● **Task material**:
>> start

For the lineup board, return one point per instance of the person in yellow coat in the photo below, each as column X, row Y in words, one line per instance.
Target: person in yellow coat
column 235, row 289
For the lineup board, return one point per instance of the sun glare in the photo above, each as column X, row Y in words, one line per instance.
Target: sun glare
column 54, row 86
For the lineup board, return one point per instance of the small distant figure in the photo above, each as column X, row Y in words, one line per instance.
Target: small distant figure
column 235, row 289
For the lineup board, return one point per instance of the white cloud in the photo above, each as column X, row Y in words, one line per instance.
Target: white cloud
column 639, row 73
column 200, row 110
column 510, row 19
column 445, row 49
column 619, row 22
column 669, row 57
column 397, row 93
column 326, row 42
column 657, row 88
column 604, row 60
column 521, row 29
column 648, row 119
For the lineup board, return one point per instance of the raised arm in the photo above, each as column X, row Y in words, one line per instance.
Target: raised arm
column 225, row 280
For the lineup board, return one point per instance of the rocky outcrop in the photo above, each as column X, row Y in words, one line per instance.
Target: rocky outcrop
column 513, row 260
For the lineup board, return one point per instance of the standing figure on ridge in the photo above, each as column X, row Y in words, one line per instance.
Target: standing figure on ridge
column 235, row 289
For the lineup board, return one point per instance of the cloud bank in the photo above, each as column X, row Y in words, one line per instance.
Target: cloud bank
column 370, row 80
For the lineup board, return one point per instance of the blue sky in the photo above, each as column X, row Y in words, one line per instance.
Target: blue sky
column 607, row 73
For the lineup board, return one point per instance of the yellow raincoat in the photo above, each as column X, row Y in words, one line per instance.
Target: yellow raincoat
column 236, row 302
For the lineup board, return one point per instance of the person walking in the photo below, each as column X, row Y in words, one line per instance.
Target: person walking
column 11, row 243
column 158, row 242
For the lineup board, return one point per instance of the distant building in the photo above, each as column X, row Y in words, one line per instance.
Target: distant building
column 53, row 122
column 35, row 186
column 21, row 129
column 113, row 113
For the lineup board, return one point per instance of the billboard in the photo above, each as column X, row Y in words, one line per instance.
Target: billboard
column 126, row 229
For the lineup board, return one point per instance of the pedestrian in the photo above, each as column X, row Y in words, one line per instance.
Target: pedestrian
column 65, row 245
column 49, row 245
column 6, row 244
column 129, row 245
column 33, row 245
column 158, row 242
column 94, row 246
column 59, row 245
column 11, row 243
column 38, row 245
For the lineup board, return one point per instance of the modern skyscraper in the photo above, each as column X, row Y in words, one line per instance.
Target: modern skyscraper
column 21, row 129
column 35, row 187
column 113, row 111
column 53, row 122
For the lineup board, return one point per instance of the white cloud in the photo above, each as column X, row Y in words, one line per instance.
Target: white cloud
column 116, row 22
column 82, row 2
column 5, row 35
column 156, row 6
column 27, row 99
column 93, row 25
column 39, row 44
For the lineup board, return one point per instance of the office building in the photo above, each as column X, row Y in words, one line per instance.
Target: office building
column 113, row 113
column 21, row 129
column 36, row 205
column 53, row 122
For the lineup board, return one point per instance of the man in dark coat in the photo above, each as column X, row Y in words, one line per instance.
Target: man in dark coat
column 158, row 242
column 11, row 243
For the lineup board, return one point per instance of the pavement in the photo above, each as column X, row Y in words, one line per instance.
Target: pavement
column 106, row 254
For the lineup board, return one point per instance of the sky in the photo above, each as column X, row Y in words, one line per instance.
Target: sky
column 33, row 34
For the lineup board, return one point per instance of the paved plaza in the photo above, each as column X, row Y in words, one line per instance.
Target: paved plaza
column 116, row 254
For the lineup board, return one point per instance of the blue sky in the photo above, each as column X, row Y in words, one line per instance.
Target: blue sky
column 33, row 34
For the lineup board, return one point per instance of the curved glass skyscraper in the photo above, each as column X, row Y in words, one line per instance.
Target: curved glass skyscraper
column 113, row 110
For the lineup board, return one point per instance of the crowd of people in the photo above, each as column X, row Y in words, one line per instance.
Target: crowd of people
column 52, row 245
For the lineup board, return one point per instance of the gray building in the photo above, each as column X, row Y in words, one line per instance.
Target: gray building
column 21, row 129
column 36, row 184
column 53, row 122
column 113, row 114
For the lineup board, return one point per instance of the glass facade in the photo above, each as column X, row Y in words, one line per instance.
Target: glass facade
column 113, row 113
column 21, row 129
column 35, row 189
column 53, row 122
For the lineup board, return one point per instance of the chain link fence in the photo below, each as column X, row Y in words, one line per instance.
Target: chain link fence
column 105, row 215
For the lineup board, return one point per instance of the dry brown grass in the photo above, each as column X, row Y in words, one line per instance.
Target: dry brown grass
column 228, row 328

>> end
>> start

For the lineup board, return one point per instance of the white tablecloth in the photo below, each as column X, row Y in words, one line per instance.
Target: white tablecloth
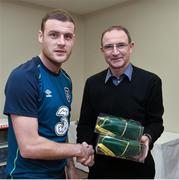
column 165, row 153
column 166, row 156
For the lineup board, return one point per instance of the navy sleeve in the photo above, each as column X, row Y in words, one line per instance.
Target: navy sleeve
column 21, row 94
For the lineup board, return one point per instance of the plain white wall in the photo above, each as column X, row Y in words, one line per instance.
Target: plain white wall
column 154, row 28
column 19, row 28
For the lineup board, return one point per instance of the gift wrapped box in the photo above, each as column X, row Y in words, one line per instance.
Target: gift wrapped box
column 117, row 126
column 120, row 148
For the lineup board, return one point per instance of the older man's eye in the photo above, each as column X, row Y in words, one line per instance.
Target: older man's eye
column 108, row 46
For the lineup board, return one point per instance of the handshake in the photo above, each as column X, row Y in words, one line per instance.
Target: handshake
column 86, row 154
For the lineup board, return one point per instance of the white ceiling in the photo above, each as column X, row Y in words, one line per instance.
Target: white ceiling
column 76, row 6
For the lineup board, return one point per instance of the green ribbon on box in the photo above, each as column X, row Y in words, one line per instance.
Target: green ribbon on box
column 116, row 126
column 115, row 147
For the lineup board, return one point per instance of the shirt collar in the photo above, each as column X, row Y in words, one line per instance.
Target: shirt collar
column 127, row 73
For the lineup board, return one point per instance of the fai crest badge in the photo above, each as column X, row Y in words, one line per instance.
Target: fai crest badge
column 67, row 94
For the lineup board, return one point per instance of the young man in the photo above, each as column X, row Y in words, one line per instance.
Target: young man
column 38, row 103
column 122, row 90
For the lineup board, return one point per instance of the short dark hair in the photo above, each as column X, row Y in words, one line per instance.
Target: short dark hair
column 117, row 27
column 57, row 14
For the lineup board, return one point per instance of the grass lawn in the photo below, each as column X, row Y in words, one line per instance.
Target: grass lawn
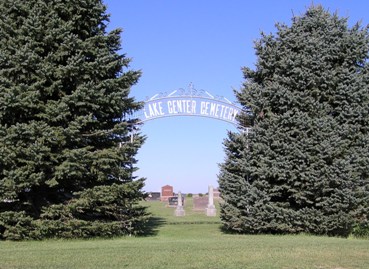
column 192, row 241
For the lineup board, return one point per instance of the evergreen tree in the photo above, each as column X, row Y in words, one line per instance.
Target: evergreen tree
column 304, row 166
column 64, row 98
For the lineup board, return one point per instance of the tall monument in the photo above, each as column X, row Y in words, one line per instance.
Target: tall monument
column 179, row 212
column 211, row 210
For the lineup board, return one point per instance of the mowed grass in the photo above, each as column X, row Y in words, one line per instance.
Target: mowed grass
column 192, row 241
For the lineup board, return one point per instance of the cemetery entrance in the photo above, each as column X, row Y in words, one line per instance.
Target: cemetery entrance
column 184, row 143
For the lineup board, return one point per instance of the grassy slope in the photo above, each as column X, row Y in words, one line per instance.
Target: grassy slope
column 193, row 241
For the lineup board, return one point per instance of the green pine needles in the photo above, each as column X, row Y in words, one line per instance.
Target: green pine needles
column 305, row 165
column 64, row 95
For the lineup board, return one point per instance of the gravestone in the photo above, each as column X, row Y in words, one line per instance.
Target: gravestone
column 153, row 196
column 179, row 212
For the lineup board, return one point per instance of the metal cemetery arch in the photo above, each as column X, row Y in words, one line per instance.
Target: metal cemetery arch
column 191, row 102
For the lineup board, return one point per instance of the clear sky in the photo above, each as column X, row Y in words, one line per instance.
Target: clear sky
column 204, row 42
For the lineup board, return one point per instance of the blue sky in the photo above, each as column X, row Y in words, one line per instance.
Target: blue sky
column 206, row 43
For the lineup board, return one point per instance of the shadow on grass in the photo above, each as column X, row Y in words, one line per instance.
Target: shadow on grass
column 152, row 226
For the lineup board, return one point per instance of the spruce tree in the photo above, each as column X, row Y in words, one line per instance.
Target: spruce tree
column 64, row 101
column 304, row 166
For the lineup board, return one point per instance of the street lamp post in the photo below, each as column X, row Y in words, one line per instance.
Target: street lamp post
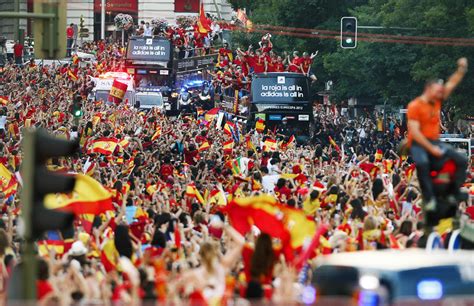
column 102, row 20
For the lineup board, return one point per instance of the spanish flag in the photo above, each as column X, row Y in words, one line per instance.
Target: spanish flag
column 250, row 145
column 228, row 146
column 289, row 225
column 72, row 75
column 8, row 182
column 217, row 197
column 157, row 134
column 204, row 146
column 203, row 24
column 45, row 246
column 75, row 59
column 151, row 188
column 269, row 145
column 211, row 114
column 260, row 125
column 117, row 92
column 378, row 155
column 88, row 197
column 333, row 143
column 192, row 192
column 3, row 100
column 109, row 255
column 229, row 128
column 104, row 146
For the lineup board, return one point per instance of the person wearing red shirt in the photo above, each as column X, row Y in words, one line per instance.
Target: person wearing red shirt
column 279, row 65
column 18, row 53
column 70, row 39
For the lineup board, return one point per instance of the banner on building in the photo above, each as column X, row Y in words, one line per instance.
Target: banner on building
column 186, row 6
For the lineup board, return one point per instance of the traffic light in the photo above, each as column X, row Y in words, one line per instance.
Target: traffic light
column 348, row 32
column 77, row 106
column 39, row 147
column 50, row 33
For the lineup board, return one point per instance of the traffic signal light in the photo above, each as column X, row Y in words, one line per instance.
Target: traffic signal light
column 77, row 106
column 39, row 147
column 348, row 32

>> end

● **Problem to solve**: Copy out the part of the listing above that opens with the line containing "of the pedestrian" and closes with the line containing "column 38, row 245", both lines included, word for word and nothing more.

● **Expected answer**:
For the lineup board, return one point per instance of the pedestrian in the photo above, each as column X, row Y in words, one line per instance.
Target: pedestrian
column 65, row 245
column 49, row 245
column 6, row 244
column 129, row 245
column 33, row 245
column 158, row 242
column 94, row 246
column 59, row 245
column 11, row 243
column 38, row 245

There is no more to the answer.